SELECTED TEXT:

::::::::::

Doug Beard has been selected as the chief of the USGS National Climate Change and Wildlife Science Center.
The NCCWSC is helping understand climate change impacts on fish and wildlife and develop tools that resource managers can use to protect these species and their habitats.
“Earth’s climate is expected to have significant impacts on our nation’s fish and wildlife now and in the future,” said Beard. “The USGS NCCSWS is providing sound science on how the climate may change and how landscapes and habitats will respond, helping managers develop effective strategies to protect species survival.”
Beard had already been serving as the interim director of the USGS NCCWSC since September 2009. Previously, he was the USGS program coordinator for fisheries and aquatic and endangered resources. He first joined the USGS in 2003, working as a program manager with the National Biological Information Infrastructure. Before coming to the USGS, he held fishery management positions in Wisconsin and Minnesota Departments of Natural Resources. He received a bachelor’s in biology from the University of Wisconsin - Eau Claire, a master’s in fish and wildlife from Pennsylvania State University, and a doctorate in zoology from the University of Wisconsin - Madison.
Beard will also oversee the establishment and program direction of the Department of the Interior’s eight regional Climate Science Centers. These CSCs will provide scientific information, tools and techniques needed to manage land, water, wildlife and cultural resources in the face of climate change. The NCCWSC and other USGS scientific programs will work closely with these CSCs.

::::::::::

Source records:
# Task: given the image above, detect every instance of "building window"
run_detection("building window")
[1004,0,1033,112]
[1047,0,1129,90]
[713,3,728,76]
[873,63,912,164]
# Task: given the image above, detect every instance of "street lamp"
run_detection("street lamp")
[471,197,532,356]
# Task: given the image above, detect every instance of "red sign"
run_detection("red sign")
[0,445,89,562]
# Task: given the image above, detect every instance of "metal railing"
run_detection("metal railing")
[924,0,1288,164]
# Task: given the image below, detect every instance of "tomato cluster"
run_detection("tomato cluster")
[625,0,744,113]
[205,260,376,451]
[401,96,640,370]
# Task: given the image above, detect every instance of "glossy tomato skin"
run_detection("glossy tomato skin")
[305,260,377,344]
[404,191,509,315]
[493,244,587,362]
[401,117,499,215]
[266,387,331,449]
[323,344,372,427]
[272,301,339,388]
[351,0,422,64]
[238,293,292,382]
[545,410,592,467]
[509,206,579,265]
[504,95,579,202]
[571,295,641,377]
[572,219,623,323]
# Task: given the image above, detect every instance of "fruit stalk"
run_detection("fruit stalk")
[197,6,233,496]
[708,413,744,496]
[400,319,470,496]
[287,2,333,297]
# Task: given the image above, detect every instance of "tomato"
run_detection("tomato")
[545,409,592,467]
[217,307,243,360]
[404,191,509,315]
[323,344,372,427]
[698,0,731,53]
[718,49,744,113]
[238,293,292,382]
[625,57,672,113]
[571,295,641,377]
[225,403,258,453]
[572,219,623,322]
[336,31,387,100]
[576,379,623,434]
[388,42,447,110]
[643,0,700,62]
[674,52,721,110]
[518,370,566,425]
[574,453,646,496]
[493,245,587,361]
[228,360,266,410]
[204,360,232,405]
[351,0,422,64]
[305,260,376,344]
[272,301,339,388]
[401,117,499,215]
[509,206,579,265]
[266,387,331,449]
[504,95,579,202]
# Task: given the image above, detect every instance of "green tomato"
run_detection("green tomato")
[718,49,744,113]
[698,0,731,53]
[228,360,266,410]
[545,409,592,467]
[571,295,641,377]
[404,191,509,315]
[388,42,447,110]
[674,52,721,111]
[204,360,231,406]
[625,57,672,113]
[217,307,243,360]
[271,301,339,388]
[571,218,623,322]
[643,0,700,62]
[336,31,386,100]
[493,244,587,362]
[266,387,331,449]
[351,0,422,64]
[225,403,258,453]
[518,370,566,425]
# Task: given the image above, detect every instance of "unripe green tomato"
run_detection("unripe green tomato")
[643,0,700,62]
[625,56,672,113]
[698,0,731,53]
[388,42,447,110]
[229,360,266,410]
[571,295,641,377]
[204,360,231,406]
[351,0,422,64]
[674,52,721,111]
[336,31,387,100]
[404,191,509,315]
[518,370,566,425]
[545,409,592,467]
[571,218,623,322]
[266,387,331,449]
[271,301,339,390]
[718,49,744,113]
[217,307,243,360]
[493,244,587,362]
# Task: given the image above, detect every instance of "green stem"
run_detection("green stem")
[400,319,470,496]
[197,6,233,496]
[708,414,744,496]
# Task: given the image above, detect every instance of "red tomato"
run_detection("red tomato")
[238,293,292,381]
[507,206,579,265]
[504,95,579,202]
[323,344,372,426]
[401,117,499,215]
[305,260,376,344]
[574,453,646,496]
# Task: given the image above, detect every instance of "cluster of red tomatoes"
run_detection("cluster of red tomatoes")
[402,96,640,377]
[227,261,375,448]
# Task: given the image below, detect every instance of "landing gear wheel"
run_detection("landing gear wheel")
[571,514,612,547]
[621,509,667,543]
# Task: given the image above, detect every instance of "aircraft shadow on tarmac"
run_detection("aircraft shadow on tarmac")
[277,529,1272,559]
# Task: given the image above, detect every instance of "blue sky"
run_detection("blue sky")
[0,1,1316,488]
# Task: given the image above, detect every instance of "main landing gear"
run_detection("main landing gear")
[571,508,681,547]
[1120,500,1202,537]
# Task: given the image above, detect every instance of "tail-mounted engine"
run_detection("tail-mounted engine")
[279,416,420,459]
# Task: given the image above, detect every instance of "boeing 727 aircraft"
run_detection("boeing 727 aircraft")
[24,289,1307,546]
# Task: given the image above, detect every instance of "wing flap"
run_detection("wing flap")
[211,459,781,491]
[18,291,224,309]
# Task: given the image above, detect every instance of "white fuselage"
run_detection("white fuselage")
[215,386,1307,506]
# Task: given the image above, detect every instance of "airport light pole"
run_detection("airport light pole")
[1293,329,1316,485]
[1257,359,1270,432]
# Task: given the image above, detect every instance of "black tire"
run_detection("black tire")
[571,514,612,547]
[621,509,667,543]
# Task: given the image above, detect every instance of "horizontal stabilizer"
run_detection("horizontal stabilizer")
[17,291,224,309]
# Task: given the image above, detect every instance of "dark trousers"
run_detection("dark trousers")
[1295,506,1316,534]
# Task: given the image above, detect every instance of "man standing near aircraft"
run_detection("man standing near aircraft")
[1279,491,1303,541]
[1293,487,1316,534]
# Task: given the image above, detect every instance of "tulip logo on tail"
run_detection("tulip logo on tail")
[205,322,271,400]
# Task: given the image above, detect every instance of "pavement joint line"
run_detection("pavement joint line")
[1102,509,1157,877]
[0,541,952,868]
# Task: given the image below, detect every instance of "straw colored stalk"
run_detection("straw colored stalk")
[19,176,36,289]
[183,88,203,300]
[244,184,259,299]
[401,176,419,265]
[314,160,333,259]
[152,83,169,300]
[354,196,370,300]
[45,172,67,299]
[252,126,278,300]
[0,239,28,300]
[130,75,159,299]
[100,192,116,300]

::::::::::

THE PROBLEM: Output the passage from the announcement about Doug Beard word for word, beginning at the words "The NCCWSC is" and stopping after "and their habitats.".

TASK SOLUTION:
The NCCWSC is helping understand climate change impacts on fish and wildlife and develop tools that resource managers can use to protect these species and their habitats.